GIVEN TASK
Display each line of the items below that contains the string "front". The match is case-sensitive.

- - -

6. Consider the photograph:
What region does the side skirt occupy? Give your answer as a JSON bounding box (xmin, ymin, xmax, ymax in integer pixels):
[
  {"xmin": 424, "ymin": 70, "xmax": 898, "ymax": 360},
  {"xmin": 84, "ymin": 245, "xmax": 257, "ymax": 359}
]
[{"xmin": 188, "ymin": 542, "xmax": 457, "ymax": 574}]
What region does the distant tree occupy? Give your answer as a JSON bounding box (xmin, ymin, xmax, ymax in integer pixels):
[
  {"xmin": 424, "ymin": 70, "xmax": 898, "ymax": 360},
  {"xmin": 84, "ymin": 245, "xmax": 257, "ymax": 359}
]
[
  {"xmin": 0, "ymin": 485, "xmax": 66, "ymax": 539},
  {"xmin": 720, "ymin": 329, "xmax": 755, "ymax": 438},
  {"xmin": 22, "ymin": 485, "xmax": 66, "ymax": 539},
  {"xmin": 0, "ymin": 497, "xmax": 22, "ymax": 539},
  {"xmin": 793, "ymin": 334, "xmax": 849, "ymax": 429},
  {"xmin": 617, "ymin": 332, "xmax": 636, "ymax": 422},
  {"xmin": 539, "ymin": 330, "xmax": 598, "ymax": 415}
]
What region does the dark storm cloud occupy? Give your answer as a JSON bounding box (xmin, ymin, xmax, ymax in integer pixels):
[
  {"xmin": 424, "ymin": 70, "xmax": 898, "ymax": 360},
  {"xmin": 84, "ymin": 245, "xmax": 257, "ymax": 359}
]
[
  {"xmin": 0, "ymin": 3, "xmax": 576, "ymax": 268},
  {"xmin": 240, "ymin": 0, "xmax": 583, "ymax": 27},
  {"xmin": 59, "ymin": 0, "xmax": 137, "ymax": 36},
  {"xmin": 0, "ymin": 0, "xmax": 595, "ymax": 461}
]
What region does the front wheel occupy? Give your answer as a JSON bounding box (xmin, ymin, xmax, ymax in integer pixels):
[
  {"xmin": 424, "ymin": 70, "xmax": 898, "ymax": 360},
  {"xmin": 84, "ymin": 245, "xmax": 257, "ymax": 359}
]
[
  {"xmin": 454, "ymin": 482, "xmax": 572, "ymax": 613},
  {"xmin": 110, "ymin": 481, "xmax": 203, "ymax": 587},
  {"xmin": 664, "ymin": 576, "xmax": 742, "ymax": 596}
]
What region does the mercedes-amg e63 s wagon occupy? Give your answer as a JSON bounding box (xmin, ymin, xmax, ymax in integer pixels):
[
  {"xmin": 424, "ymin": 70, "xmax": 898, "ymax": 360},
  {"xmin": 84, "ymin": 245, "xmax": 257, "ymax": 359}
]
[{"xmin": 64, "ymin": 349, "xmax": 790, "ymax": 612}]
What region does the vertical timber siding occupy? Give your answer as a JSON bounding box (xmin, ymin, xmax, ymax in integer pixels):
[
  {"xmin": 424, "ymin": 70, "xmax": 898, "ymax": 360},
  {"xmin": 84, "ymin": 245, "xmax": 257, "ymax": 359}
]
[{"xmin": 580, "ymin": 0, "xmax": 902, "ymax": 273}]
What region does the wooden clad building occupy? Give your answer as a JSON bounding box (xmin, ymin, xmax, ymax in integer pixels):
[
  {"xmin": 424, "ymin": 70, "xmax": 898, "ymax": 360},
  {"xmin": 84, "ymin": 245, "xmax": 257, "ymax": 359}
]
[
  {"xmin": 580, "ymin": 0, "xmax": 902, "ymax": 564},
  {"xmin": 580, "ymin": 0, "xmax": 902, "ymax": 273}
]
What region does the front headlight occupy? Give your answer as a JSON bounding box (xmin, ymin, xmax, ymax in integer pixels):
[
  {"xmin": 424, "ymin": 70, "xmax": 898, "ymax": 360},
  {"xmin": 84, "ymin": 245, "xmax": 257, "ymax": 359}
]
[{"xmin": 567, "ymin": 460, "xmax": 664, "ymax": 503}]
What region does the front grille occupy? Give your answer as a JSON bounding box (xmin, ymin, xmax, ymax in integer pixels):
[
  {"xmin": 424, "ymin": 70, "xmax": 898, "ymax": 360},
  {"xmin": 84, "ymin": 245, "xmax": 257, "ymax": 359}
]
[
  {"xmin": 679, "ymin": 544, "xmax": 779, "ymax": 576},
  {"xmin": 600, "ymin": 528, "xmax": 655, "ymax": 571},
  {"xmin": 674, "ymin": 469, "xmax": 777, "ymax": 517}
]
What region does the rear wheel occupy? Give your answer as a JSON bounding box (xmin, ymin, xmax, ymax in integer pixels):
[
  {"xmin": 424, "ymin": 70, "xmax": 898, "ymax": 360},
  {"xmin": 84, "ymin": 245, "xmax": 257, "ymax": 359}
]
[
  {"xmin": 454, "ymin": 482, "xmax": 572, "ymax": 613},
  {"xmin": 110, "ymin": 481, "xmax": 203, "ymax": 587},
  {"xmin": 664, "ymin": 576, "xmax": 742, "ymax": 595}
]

- - -

ANSWER FOR THIS EXERCISE
What region does the front wheel occupy? Give your answer as a JSON bounding box (xmin, ymin, xmax, ymax in integer pixels):
What region does the front headlight occupy? Give your answer as a JSON bounding box (xmin, ymin, xmax, ymax in integer pixels):
What region does the front grille occupy? Give your answer as a JSON bounding box (xmin, ymin, xmax, ymax in integer pixels):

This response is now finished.